→ Stored dataset listing

============================================================

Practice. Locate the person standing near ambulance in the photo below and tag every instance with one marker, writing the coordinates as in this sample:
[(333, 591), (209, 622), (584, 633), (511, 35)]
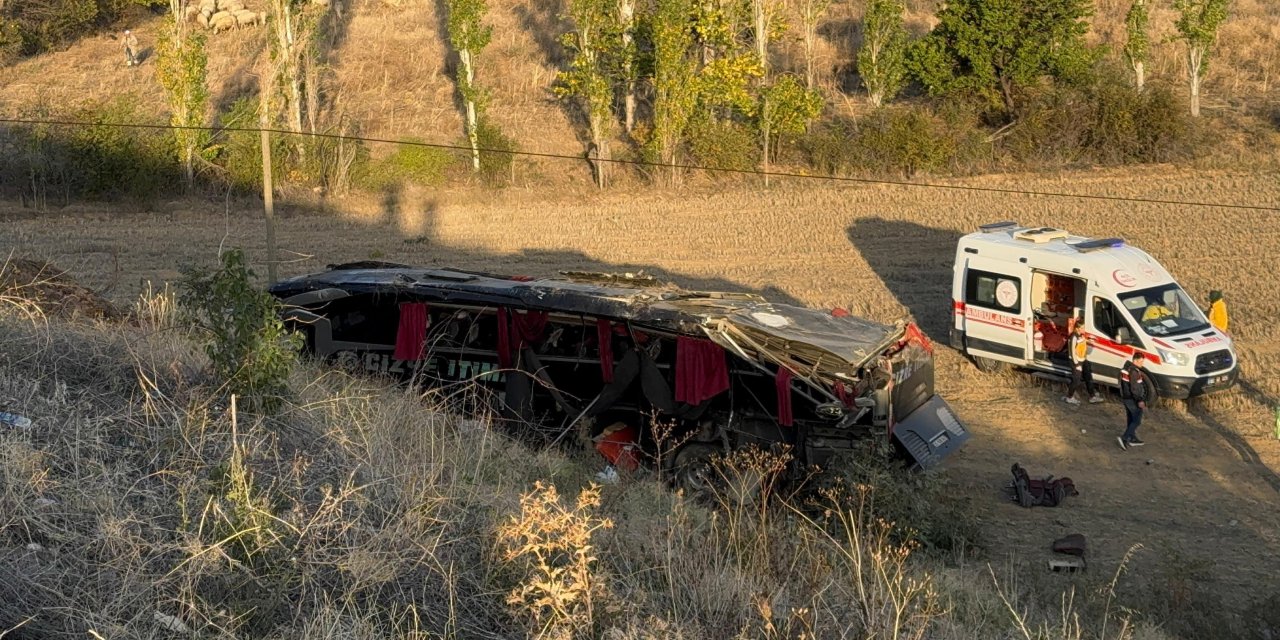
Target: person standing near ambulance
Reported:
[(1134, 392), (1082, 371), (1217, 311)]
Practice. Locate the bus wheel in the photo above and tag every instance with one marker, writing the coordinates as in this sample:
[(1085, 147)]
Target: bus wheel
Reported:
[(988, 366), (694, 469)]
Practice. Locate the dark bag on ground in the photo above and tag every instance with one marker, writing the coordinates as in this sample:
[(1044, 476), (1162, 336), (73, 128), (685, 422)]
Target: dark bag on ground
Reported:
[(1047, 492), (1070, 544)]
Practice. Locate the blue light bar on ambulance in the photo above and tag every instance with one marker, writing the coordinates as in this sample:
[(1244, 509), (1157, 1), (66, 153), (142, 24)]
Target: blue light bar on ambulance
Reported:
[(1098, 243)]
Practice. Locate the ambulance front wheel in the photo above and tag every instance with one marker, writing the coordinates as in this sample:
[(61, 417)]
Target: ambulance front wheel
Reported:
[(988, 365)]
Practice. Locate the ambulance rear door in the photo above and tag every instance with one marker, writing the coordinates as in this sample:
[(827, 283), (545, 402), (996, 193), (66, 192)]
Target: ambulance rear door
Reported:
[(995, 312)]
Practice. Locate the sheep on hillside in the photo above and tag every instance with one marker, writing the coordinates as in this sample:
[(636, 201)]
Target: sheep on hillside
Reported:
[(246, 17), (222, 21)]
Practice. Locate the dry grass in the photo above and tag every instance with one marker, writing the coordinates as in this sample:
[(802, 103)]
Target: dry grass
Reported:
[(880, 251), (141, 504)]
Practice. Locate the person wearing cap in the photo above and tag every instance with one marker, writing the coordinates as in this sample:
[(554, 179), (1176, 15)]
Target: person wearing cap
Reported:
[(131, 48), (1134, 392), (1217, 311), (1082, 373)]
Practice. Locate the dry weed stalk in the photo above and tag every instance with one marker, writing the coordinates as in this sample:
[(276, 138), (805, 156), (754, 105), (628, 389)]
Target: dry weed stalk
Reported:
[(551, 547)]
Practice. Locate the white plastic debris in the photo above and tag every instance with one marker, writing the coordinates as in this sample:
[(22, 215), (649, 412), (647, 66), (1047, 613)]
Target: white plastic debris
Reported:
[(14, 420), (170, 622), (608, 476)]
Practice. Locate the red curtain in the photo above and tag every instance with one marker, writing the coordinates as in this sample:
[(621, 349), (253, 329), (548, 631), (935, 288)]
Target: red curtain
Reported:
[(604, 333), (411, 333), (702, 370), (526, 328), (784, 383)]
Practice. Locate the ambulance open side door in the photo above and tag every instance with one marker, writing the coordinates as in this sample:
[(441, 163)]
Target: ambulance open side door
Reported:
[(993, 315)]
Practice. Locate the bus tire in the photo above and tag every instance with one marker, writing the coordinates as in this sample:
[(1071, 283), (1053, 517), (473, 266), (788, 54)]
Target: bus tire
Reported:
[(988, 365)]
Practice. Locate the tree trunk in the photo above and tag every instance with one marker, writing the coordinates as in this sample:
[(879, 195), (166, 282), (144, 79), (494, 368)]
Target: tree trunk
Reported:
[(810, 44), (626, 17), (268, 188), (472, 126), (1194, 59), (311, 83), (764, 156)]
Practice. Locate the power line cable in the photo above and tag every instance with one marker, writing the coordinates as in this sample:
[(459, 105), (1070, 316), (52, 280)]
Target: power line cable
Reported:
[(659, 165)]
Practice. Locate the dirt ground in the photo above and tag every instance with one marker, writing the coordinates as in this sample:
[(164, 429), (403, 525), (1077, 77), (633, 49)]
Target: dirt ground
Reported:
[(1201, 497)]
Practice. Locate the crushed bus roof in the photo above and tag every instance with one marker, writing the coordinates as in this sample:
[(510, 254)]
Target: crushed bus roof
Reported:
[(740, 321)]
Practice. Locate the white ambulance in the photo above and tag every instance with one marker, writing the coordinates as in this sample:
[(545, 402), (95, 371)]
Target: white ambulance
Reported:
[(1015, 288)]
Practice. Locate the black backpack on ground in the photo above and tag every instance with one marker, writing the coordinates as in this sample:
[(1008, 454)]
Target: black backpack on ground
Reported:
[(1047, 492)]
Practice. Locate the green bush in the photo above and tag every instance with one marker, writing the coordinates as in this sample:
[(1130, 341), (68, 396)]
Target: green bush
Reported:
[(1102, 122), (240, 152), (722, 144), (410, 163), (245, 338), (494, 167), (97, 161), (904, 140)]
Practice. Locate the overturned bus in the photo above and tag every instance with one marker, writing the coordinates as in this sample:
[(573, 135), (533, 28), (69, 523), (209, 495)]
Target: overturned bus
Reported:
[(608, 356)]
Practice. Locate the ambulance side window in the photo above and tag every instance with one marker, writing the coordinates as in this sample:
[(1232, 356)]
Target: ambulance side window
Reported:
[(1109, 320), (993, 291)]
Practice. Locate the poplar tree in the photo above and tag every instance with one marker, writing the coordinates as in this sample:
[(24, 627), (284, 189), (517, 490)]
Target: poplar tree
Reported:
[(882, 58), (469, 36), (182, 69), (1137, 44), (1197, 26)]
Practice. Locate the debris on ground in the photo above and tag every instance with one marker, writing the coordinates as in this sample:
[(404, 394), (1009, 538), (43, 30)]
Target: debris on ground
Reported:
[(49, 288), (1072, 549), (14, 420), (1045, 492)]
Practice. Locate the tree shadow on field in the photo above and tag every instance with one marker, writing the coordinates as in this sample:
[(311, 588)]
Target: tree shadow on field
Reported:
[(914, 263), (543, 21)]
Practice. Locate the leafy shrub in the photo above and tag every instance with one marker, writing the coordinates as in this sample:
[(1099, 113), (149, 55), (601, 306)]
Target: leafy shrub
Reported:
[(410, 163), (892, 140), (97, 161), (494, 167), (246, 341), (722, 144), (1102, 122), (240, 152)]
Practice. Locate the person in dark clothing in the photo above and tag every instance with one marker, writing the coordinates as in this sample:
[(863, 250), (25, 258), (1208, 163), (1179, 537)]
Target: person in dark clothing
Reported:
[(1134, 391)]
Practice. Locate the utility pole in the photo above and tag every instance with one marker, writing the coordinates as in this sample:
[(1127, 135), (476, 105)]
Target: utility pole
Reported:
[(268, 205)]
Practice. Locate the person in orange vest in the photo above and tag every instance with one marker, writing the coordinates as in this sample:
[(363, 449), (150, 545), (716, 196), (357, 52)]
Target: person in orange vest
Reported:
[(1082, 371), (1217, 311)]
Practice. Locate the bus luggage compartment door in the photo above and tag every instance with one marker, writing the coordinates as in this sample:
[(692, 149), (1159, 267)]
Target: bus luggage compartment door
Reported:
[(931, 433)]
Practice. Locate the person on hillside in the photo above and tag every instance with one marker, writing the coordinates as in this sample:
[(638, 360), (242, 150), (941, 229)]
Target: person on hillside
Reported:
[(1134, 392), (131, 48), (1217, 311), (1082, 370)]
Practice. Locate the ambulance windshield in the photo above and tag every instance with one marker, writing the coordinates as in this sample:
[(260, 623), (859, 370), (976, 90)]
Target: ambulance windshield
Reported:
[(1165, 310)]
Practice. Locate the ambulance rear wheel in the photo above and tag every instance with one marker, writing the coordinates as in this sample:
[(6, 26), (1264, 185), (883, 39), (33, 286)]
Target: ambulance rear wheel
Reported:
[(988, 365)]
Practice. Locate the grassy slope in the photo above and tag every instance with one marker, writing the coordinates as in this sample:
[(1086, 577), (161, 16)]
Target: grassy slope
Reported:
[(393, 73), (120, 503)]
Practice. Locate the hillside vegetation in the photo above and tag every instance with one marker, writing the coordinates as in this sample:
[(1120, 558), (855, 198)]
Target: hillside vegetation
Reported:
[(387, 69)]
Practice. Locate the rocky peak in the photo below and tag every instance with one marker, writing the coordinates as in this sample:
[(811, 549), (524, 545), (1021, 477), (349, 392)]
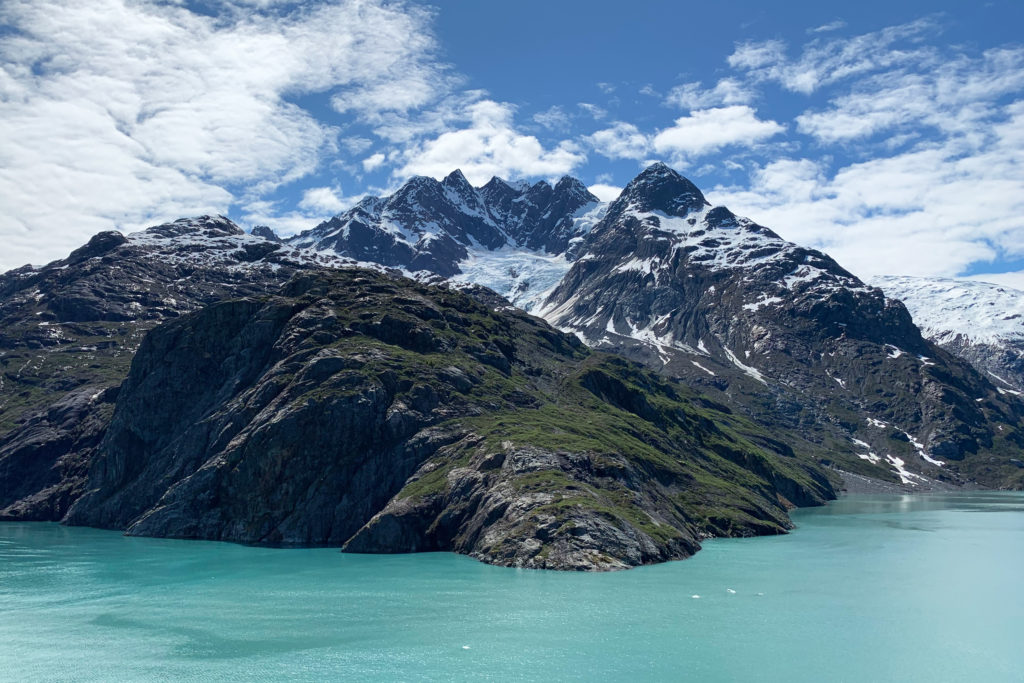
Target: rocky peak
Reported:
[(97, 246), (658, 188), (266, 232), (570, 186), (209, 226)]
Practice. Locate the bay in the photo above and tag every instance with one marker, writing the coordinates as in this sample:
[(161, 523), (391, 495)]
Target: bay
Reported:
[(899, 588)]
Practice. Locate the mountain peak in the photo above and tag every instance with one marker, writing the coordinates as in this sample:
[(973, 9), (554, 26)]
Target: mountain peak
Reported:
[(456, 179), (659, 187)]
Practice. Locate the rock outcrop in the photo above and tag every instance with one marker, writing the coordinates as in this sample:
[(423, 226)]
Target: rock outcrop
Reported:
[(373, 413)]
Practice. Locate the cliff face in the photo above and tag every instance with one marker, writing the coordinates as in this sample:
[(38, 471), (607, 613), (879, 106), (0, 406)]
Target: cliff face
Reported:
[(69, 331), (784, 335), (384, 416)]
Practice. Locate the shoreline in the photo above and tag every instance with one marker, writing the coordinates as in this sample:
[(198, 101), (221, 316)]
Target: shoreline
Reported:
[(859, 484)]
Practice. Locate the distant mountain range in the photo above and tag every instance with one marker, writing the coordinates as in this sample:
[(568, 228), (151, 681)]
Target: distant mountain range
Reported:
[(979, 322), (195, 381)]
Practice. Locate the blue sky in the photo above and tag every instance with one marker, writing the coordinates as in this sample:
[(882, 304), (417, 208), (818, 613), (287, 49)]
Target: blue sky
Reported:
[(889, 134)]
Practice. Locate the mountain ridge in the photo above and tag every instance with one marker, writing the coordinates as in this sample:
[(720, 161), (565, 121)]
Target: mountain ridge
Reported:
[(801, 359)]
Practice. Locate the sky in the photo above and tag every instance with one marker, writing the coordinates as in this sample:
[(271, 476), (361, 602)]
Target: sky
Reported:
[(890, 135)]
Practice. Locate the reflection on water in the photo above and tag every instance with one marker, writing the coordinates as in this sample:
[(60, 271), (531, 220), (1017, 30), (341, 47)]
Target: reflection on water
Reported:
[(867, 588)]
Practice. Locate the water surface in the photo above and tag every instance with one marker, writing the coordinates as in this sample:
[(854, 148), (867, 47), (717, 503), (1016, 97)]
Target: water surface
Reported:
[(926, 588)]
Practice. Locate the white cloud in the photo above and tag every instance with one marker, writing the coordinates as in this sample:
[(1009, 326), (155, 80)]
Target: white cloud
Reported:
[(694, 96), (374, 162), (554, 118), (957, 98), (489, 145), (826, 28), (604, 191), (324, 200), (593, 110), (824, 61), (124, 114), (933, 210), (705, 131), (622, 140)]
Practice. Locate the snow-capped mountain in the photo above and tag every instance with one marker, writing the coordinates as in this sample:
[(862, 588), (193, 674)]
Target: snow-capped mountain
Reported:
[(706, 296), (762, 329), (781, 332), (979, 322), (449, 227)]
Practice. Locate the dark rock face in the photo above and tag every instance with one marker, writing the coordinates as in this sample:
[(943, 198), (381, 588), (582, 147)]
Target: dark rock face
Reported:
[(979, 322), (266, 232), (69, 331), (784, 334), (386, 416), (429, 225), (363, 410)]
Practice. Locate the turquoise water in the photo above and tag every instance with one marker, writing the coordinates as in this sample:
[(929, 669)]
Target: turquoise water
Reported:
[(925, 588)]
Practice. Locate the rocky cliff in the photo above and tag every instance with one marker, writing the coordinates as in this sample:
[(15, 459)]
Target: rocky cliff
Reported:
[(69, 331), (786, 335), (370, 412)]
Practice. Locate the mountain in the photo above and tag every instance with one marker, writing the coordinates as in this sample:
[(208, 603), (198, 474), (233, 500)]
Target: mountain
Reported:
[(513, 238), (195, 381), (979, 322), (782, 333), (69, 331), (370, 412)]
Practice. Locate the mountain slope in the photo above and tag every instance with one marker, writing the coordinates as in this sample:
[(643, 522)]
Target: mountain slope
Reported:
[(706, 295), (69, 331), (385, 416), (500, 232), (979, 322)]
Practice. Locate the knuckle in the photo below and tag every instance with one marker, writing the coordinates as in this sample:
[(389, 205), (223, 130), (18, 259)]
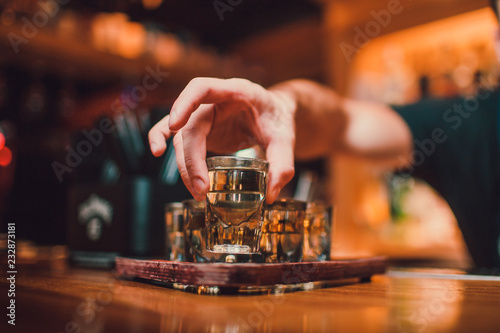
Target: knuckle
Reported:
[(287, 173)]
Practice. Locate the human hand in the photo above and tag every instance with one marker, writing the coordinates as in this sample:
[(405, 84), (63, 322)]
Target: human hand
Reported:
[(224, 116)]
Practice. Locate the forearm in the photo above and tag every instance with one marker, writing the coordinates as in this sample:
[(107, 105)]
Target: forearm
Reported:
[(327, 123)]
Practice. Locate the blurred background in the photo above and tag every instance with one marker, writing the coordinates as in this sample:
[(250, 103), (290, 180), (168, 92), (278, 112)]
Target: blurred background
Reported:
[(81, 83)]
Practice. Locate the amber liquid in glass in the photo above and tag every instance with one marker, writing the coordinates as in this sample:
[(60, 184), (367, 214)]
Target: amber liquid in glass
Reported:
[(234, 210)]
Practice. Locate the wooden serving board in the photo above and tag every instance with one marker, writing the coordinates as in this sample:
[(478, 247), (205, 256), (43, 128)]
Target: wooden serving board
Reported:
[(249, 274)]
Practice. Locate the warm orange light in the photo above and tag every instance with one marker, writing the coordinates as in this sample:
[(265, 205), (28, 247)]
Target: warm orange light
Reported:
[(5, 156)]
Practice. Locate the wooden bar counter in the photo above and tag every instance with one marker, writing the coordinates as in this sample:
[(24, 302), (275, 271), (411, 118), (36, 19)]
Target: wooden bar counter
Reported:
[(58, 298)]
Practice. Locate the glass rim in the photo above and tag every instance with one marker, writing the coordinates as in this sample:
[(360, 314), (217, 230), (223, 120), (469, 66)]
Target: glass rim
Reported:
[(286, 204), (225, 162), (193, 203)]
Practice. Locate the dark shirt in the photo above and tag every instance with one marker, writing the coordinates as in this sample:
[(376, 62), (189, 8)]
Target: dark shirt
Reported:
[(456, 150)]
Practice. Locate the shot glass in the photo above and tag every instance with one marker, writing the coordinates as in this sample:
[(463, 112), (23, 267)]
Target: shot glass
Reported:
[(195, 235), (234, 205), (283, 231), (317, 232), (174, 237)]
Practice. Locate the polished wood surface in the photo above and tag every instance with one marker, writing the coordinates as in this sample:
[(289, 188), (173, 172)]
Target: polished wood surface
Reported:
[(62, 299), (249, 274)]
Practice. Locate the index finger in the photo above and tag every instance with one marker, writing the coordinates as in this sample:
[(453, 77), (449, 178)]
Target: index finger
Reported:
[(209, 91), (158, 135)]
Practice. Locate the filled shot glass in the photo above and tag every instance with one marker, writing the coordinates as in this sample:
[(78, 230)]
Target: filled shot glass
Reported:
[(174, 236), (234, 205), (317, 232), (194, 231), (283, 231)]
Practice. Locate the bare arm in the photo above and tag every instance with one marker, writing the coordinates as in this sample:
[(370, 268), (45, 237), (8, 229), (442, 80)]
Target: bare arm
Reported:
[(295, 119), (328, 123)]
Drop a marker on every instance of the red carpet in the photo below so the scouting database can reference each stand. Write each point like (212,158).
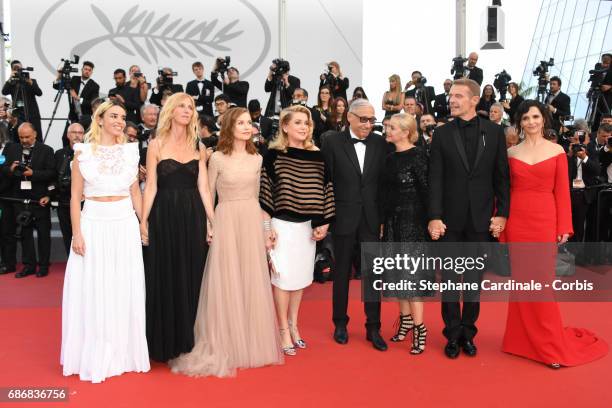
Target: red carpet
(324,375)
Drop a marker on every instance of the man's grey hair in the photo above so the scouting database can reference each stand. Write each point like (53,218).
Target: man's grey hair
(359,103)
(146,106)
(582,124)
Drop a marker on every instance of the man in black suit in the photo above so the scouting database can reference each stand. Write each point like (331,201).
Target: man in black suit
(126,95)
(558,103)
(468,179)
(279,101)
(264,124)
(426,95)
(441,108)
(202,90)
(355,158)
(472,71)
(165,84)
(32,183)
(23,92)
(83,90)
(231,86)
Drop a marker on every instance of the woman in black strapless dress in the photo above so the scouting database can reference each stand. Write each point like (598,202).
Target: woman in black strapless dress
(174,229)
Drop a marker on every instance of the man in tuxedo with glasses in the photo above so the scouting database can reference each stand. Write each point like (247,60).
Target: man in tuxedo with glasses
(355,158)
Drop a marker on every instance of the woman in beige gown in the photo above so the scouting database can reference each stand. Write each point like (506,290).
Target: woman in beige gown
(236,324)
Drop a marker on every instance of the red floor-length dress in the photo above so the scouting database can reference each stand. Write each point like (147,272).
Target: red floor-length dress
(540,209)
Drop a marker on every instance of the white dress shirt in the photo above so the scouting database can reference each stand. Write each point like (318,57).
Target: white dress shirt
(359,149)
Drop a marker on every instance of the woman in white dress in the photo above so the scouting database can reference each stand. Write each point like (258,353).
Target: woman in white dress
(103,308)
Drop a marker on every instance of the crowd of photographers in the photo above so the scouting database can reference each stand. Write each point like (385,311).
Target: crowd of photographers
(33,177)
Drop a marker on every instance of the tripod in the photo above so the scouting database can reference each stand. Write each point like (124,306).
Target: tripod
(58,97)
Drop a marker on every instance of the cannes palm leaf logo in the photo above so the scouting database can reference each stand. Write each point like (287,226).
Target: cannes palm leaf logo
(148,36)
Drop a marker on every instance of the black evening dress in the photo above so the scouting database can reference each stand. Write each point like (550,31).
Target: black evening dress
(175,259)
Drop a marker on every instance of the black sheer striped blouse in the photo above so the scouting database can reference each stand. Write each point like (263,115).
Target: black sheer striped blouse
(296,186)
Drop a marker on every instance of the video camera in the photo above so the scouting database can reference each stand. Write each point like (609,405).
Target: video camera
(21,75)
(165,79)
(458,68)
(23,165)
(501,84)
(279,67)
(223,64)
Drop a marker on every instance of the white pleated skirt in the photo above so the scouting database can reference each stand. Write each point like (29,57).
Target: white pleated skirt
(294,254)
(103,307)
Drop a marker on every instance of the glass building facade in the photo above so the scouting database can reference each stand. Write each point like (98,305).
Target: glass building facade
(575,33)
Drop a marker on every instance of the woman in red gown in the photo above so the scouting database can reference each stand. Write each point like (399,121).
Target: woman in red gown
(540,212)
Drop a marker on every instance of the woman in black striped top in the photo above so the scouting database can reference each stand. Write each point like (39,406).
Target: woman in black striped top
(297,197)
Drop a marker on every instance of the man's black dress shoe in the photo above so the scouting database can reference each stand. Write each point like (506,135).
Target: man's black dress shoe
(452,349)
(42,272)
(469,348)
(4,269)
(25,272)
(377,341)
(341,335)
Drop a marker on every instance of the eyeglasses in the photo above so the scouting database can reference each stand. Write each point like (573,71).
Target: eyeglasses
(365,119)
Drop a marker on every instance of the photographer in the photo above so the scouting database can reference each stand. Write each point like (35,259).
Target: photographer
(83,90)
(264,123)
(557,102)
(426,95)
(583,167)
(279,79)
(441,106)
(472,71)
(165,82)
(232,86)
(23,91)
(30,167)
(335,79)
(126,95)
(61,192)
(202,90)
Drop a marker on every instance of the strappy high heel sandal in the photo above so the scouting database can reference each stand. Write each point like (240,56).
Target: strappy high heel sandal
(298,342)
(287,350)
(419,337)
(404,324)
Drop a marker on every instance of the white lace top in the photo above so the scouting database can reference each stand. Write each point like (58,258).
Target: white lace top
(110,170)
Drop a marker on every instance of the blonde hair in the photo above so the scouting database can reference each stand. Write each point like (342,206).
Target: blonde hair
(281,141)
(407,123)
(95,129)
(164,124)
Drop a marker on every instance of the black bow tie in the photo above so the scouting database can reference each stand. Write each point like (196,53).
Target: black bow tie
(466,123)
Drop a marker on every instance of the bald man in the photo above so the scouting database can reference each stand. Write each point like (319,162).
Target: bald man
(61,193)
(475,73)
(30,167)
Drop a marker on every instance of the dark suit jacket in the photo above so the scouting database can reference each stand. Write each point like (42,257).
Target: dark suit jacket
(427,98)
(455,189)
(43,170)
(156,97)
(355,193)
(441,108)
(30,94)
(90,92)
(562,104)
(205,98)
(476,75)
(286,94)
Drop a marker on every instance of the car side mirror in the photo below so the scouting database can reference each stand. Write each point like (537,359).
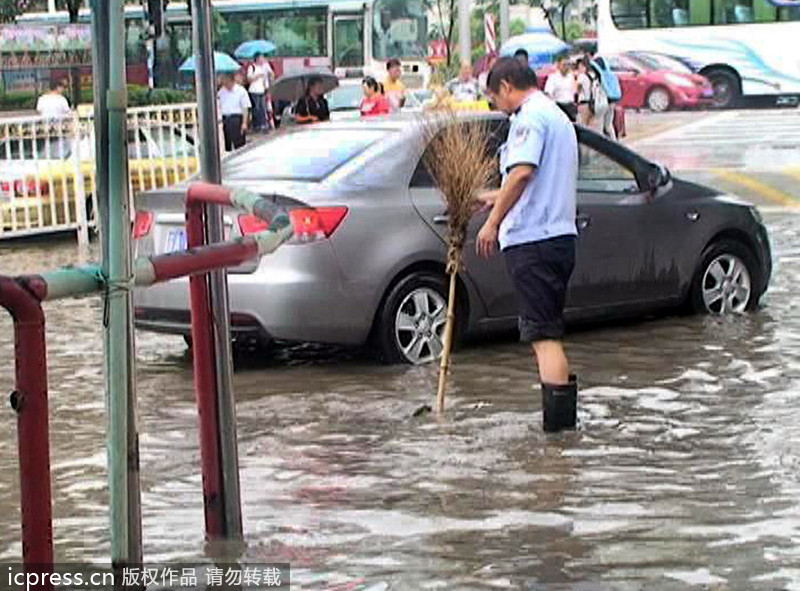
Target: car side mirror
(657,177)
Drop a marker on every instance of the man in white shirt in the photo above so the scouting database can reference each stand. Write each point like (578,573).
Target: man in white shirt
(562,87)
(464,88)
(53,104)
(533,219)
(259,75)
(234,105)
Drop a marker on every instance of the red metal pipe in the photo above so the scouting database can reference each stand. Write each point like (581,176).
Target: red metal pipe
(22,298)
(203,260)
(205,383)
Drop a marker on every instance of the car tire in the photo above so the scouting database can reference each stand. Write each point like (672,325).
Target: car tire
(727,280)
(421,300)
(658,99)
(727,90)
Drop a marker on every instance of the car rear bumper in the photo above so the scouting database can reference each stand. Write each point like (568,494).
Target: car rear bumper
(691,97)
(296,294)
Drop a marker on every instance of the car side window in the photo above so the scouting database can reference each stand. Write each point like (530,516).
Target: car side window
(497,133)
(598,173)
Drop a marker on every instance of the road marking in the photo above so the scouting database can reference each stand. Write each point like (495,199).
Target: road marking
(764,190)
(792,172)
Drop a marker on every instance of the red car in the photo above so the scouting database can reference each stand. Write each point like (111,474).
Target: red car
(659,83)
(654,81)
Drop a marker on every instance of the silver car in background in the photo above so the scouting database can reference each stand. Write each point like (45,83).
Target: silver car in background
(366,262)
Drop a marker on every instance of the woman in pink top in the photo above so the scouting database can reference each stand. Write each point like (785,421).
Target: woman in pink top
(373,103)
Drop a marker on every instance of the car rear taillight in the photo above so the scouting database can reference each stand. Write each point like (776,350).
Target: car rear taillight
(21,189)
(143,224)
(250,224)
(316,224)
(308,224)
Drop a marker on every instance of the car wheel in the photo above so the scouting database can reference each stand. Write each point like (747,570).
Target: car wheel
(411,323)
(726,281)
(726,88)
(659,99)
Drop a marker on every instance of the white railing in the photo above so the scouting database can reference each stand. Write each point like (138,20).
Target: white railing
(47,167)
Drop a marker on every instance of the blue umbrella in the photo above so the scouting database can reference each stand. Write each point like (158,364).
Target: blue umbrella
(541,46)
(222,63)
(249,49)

============================================================

→ WHAT THE TASK ASKS
Retype the lines of the listing starting at the line containing "Practice. Locate the red" and ending at the line containing "[(1201, 497)]", including both, without changing anything.

→ EXERCISE SOLUTION
Practice. Locate the red curtain in the photo above and tag every instance with one marker, writing the coordinates as in this sample:
[(621, 349), (253, 329), (548, 631), (935, 288)]
Target: red curtain
Reported:
[(604, 333), (411, 333), (702, 370), (526, 328), (784, 383)]
Practice. Locate the ambulance open side door in the photo above and tag every instance with one marker, writing the coordinates as in this sample:
[(441, 163)]
Target: ambulance open side door
Reported:
[(993, 315)]
Practice. Locate the bus tire in the photo above and tag every instance with one marker, writing the coordinates as in this sample:
[(1071, 283), (1053, 517), (473, 266), (788, 54)]
Target: bus tire
Reported:
[(988, 365)]
Practice. Locate the tree trunk in the photo above and tag every instance with one marker, writing the coordinates as in this sample:
[(879, 195), (166, 282), (144, 79), (494, 368)]
Target: tree trunk
Reported:
[(810, 44), (626, 17), (268, 188), (472, 126), (1194, 59), (311, 83), (764, 156)]
Practice. Locate the power line cable in the photo above and tag every instance with one marker, writing the coordinates as in this sample:
[(459, 105), (1070, 316), (52, 280)]
Target: power line cable
Reported:
[(659, 165)]
Practice. Locate the dirt ground in the photo above and tag every instance with one marker, writing the coordinates as in this sample:
[(164, 429), (403, 525), (1077, 77), (633, 49)]
Target: dirt ground
Reported:
[(1201, 497)]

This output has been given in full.